SOURCE TEXT:
------------------------------------

A second award went to Dr. Jones, one of the only pediatricians in the state of Connecticut who openly treats chronic active Lyme Disease in children. (Dr. Jones could not be there in person to accept his award because, though it was Saturday, he still had children to treat.)
Our next speaker was Dr. Richard Horowitz, a physician with twenty years of experience in treating complicated cases of Lyme Disease. He practices in Hyde Park, N.Y and has treated over 8,000 cases of chronic tertiary stage Lyme disease.
He spoke about the many factors which contribute to the whole chronic Lyme Disease scenario: environmental toxins, neurotoxins, poor diet and co-infections which all pile on top of each other to form the total chronic Lyme picture. He told us of the over 100 strains of Bb in the United States and the over 300 strains worldwide. Only several of these strains are currently being tested for, and this is one of the obvious explanations for the lack of proper treatment, or any treatment at all. It is becoming more and more apparent that many of these chronic or so called autoimmune diseases do have an infectious cause ...or several infectious causes.
Disseminated Lyme Disease can affect all of the following systems in the body: the dermatologic, neurologic, cardiovascular, opthalmologic and musculoskeletal systems. Dr. Horowitz spoke extensively about co-infections and how they play a major role in the patient's lack of ability to get well. It was mentioned that the Lyme/Babesia combination was the most serious and difficult to eradicate. As with borrelia, there are also many different strains of Babesia not currently being tested for. Dr. Horowitz said that although everyone is different, it usually takes at least a year of treatment or more in typical cases of chronic Lyme. The general rule of thumb is to treat the patient for two additional months after all symptoms have resolved.
The reason given for extended treatment is that Bb is a very slow replicator and can hide out intra-cellularly. The Bb organism can only be killed when replicating. It was also brought up that different strains require different types of antibiotics. Thus, in many cases treatment consists of experimenting, and trial and error. Spinal taps are often negative for Lyme disease because of circulating immune complexes in the spinal fluid, which means that a negative test on spinal fluid cannot rule out Lyme disease as the patient's problem.

------------------------------------

Stored data entries:

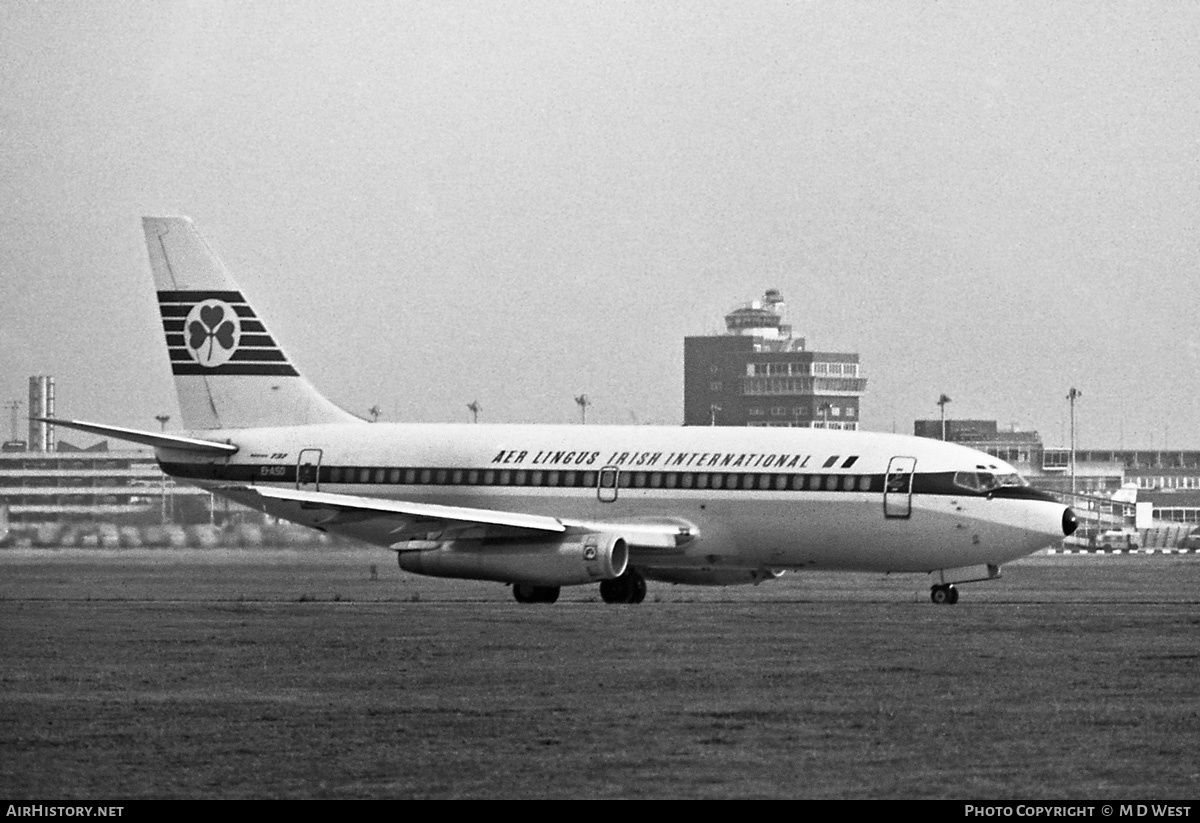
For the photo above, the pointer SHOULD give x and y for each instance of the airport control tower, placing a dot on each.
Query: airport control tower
(757, 373)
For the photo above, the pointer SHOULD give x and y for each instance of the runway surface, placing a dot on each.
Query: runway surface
(309, 673)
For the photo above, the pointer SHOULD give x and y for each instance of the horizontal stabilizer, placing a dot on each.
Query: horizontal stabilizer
(157, 440)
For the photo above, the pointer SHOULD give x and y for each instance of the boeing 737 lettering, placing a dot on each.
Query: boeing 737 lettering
(539, 508)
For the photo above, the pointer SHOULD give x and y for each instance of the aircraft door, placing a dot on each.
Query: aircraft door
(309, 470)
(898, 487)
(606, 484)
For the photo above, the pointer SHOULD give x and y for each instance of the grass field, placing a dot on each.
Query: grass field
(297, 674)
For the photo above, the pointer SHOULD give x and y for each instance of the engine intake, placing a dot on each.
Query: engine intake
(570, 560)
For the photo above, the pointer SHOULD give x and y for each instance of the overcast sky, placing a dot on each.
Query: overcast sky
(519, 202)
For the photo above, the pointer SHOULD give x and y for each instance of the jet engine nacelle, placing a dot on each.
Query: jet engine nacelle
(569, 560)
(712, 576)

------------------------------------

EXERCISE REQUIREMENTS:
Reproduce the passage of the Lyme disease text that begins with the words "A second award" and ends after the words "stage Lyme disease.", with no changes.

SOLVED EXERCISE:
A second award went to Dr. Jones, one of the only pediatricians in the state of Connecticut who openly treats chronic active Lyme Disease in children. (Dr. Jones could not be there in person to accept his award because, though it was Saturday, he still had children to treat.)
Our next speaker was Dr. Richard Horowitz, a physician with twenty years of experience in treating complicated cases of Lyme Disease. He practices in Hyde Park, N.Y and has treated over 8,000 cases of chronic tertiary stage Lyme disease.